Given task: In the items below, change every occurrence of "split by a comma and a space" to "separated by a comma and a space", leaving all other wording in each line as it is.

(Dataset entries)
============

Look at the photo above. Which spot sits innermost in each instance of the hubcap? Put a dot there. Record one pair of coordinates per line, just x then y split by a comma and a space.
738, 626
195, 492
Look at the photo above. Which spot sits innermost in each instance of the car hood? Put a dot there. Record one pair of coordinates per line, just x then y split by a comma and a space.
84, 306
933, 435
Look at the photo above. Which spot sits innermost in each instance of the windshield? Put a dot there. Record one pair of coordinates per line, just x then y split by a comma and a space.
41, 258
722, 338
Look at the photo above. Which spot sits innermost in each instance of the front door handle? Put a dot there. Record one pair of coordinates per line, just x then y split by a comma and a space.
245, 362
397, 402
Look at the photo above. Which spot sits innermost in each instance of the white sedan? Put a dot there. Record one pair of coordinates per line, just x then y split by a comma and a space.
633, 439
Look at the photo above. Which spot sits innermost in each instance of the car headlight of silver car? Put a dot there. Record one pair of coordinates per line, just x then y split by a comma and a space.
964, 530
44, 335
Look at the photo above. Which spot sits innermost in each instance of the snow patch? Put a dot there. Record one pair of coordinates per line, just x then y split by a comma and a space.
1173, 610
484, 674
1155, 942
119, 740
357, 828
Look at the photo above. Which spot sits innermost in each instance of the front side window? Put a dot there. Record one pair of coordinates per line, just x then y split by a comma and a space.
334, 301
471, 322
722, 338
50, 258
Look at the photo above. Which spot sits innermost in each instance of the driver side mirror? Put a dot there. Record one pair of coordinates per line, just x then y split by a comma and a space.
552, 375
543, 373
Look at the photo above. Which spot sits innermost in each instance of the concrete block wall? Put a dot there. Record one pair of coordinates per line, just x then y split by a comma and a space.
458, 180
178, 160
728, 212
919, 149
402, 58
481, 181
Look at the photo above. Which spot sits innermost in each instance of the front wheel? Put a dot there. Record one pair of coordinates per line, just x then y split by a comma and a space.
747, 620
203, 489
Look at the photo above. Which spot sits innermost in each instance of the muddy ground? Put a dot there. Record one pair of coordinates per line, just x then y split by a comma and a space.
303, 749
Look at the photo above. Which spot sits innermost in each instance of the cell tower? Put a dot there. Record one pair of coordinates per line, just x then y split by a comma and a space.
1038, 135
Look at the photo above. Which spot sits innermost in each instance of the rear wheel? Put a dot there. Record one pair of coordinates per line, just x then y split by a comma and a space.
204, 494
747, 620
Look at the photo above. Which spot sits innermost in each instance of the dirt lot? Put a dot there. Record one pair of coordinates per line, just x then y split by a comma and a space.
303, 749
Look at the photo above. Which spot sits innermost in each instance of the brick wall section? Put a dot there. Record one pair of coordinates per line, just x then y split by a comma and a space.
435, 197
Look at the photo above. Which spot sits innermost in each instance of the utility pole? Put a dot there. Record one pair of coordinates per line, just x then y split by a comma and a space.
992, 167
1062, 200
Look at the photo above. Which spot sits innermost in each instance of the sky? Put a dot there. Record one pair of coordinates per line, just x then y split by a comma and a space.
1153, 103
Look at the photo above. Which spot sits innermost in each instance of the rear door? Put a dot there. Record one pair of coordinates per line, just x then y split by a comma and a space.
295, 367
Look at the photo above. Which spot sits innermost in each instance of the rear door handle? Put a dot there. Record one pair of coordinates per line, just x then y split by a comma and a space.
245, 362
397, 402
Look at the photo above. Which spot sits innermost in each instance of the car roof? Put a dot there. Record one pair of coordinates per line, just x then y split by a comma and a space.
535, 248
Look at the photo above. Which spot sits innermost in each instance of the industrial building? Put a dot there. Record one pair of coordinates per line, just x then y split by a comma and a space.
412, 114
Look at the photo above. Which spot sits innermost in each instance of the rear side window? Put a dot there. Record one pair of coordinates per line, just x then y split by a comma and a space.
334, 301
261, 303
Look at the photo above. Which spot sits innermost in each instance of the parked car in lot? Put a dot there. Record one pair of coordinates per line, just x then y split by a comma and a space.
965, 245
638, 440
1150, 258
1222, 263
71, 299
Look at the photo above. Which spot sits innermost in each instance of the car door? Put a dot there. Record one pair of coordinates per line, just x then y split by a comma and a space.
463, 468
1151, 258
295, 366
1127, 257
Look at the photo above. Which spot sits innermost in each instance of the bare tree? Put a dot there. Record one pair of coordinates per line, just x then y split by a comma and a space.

============

Exercise result:
Look at the photo above. Which spot sits innermost in each instance of the hubcap? Put a dot there. Record one pair of coordinates per line, just x then y separated by a comma and a space.
738, 626
195, 492
Look at the photo above. Which spot sits innermost in each instance of the car hood? Put a dot there. Record one pair of coordinates per line, just x then y separated by a comma and a space.
84, 306
933, 435
Look at the photo above. Which spot sits innermost in each instance of the windshield? Put a dot there. Record one pair of coordinates per line, just x then y separated by a comma and a space.
41, 258
722, 338
Look at the photo above. Which spot sits innermost in each instance of the front door handle? Put a dot there. Record one pair of coordinates per line, just x then y separated by a comma and a space.
245, 362
397, 402
Look at the photo above. Which spot sits innermost in each instance of the white sedan? Put a dot there. Record one pair of coordinates per line, just x then y separated by a comma and a space.
633, 439
Look at the photo above. Which spot sits innermost in each instance of the car headlight of silver car? Put a dot there. Record one pair of coordinates per line, just x then y separated by a comma and a space.
964, 530
44, 335
Look at the photo above. Which spot sits innermost in each instance of the snow patch? Put a dot there. Record one pair of coordinates per line, just x then y separated by a comma and a space.
1173, 610
484, 674
1155, 942
119, 740
357, 828
Look at the photo above. Which spot sits innermost in each instance of the front side window? Put a dot there. Record one pair of coordinates per line, just x then y separated by a comma and a space.
334, 301
471, 322
722, 338
50, 258
Look at the photo above. Which spot sits innermost in each instance of the driver side mirror? Put a dot there. Record one pair of coordinates per line, just x then y separated by a comma and a space.
552, 375
543, 373
Look at the photo above. Which spot sits innermost in each instance of the concrete block wall? Put a dot there. Record one pair of coordinates per line, just x then y separated by a comma and a space.
458, 180
178, 160
728, 212
919, 149
402, 58
481, 181
Look at the photo above. Which spot sits innermost in each instance of the front wheel? Put a dot there. Record one pair of coordinates per line, just x then y separated by a comma and a space.
747, 620
203, 489
Look at the photo above. Which spot sits innermost in each instance of the muddy ground? Put a dot there. Record one pair of coordinates per line, just x then y separated by a comma and a space.
303, 749
Look at the photo above. Which spot sits innermost in each instance of the cell tower? Put a dot there. Record one pair of coordinates per line, just x then y separated by a comma and a space.
1038, 135
Look at the photo above. Which spot sits innermost in each instance of the rear wheel? Put a dot there. Record one pair of coordinates per line, just x then y separated by a comma and a space.
204, 494
747, 620
Look at the photo above. Which spot sits innermost in each instance of the dirt lot? Put a dot there. Record one pair of coordinates per line, just x then y separated by a comma and a space.
303, 749
Look at the photo above. Which spot sits innermost in each instance of the brick wall section? Put a dot there. Record one pair of coordinates per line, just x then y separated by a comma and a space.
435, 197
Look at the photo above. Which spot sits innermost in each instance of the utility pole? Put a dot there. Record one pair of coordinates per line, just x then y separated by a comma and a space.
992, 167
1062, 200
Look at the photo above. Which spot sits innermost in each instance of the sky? Put a dot there. Record one pair of coordinates per line, just x then y separated by a comma and a space.
1153, 103
Look at the photo above. Which spot sits innermost in each instance of the rear door? Put a dot there. Record one pair of coordinates per line, just x then y separated by a comma and a space.
295, 367
Look at the photo above. Which spot sits innermost in each instance of the rear door handle? Put a dot there. Record one pair of coordinates per line, just x then y separated by a comma and a space.
245, 362
397, 402
Look at the photo above. Which spot sits innermost in each instance of the car roof? Put a dot there. Record one pair of coordinates per line, just x then y separated by a comma and a space.
535, 248
Look at the photo above. Which spot sits innermost in each instance of the industrial building? Put a dot there. Record one pair of coordinates per line, just x then y separated by a comma and a space.
412, 114
Look at the photo above. Which spot sits innermost in each instance of the rear side window? Put a dot there. Record one pair of coordinates per line, just x then y separated by a comma and a space.
334, 301
261, 303
Look at the photo above. Which spot sits innermost in each instance of the parked car in lot? Put a dot there. Record one pair of coordinates per line, just x then y separated by a comma and a space.
965, 245
638, 440
1150, 258
1222, 263
71, 299
Look at the photo above. Which spot sits innermost in each instance of the car door? Put a dot there. Record one pair of coordinates per line, just x then y separated by a comma and a space.
463, 468
1151, 258
295, 366
1127, 257
Look at the photo above. Which spot sits innermost in each instance of the bare tree? Put a dot there. Record one pair of coordinates per line, just x then y separated by a comma and a space.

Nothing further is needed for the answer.